◆ Exercício proposto A ◆
Transcreva literalmente o trecho do texto fornecido que vai de "O partido mudou" a "que isso significa?", inclusive.

◆ Texto fornecido ◆

29/10/2010 - 10:00
ATRASO
Reid lamenta que questões religiosas tenham influenciado
as eleições no primeiro turno
O vitorioso neste domingo 31 terá a enorme responsabilidade de administrar o legado de oito anos do governo Lula. O que significa, na opinião do jornalista inglês Michael Reid, realizar o desafio de elevar o Brasil ao patamar das grandes potências, além de manter o crescimento econômico e a influência política no cenário internacional. Editor para as Américas da revista “The Economist”, da qual foi correspondente em São Paulo por 15 anos, Reid afirma, nesta entrevista à ISTOÉ, que o Brasil hoje é “uma grande locomotiva da economia mundial”. Autor do livro “O Continente Esquecido: A Batalha pela Alma da América Latina”, Reid diz que o sucessor de Lula terá de agir com pragmatismo e rigor, evitando batalhas ideológicas. Sobre a nova composição partidária no Congresso, Reid prevê que a petista Dilma Rousseff, respaldada pela ampla maioria da base aliada, não teria problemas de governabilidade, o que seria muito diferente com o tucano José Serra. Reid não tem dúvida sobre o resultado do segundo turno: “É uma nova eleição, mas Dilma será a nova presidente”.
"O PT não concentra mais sua força apenas nas áreas industrializadas.
O partido mudou e cresceu”
“Se Dilma vencer, a relação com o Congresso será muito mais fácil.
Já José Serra teria grande dificuldade para governar"
O Brasil vai eleger o primeiro presidente da era pós-Lula. O que isso significa?
Se Dilma vencer, espera-se que Lula continue interferindo de alguma maneira. Lula não é Getúlio Vargas, que passou o governo Dutra em sua fazenda na fronteira com o Uruguai sem dar um pio por três anos. Ou seja, se o PT continuar no poder, é difícil falar de uma era pós-Lula.
Mas, se o candidato Serra ganhar, será o fim do lulismo?

◆ Exercício proposto B ◆
Conte quantas linhas dos registros contêm a palavra "wicker" e responda apenas com o número.

◆ Material do exercício ◆
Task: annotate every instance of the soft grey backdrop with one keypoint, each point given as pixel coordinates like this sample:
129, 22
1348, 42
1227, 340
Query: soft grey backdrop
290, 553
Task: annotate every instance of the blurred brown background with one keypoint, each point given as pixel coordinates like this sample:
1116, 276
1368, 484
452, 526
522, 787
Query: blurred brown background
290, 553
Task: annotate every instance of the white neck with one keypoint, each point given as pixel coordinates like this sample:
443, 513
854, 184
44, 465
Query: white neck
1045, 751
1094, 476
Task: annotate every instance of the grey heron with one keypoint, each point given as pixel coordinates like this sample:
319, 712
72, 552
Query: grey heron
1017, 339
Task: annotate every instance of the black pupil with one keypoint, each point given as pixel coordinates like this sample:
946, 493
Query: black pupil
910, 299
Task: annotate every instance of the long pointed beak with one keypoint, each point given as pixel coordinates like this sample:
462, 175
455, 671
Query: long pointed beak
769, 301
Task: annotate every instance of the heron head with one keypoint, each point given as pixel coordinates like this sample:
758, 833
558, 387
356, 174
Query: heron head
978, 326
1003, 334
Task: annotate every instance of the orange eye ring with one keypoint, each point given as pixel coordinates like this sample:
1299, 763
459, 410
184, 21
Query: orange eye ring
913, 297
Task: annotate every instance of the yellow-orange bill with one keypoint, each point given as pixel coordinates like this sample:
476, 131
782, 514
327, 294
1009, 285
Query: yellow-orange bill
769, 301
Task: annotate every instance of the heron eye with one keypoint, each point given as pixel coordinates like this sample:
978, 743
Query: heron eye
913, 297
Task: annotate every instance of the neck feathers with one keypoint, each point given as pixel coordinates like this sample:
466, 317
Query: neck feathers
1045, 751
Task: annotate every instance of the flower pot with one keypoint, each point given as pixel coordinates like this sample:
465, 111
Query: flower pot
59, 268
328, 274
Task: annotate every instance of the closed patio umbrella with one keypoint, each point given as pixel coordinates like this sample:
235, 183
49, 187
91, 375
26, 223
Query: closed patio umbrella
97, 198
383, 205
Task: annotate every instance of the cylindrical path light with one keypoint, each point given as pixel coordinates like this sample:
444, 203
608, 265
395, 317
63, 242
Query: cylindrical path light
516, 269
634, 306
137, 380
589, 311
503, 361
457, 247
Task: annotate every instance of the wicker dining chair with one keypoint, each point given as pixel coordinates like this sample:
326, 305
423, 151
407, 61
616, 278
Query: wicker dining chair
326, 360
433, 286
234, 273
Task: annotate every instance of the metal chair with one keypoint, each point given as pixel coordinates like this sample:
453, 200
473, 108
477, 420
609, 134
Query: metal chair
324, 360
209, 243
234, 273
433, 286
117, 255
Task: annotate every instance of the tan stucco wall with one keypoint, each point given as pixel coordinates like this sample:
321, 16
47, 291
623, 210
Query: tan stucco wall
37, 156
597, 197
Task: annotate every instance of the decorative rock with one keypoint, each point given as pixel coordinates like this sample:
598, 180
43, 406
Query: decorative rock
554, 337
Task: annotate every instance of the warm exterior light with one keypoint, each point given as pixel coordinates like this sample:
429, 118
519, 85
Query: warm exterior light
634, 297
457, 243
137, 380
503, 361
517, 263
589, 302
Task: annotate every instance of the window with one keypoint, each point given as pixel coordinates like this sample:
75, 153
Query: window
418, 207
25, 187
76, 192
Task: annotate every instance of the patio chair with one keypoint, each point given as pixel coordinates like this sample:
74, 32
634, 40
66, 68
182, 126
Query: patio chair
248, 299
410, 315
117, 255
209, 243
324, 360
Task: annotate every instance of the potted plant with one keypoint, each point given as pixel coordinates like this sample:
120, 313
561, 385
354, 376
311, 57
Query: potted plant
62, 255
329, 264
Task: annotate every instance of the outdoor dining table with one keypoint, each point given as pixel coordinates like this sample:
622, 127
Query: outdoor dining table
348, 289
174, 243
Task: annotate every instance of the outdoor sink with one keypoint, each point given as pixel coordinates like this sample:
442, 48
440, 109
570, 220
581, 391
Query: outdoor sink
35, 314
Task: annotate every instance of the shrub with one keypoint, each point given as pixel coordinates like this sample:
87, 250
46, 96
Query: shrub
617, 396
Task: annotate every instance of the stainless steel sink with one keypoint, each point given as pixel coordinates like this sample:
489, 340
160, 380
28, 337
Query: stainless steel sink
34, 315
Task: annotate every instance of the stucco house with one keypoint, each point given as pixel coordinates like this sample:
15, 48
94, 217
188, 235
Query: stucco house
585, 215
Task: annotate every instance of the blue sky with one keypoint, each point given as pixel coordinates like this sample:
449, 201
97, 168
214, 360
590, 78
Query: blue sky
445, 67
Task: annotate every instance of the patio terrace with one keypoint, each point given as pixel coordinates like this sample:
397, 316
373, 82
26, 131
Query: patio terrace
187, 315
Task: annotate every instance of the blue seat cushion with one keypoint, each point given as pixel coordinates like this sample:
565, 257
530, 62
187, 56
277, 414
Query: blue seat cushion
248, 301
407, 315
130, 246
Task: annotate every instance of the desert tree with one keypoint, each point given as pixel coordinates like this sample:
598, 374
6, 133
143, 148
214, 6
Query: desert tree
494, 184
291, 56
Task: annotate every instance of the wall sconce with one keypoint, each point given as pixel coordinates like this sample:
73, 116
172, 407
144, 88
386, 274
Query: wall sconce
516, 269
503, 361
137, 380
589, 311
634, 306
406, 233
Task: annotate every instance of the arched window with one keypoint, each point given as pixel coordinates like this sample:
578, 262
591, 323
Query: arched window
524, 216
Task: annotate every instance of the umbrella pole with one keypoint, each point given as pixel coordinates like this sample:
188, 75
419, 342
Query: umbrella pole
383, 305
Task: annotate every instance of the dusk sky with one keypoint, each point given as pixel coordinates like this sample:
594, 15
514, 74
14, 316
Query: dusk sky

◆ Resposta esperada A ◆
O partido mudou e cresceu”
“Se Dilma vencer, a relação com o Congresso será muito mais fácil.
Já José Serra teria grande dificuldade para governar"
O Brasil vai eleger o primeiro presidente da era pós-Lula. O que isso significa?

◆ Resposta esperada B ◆
2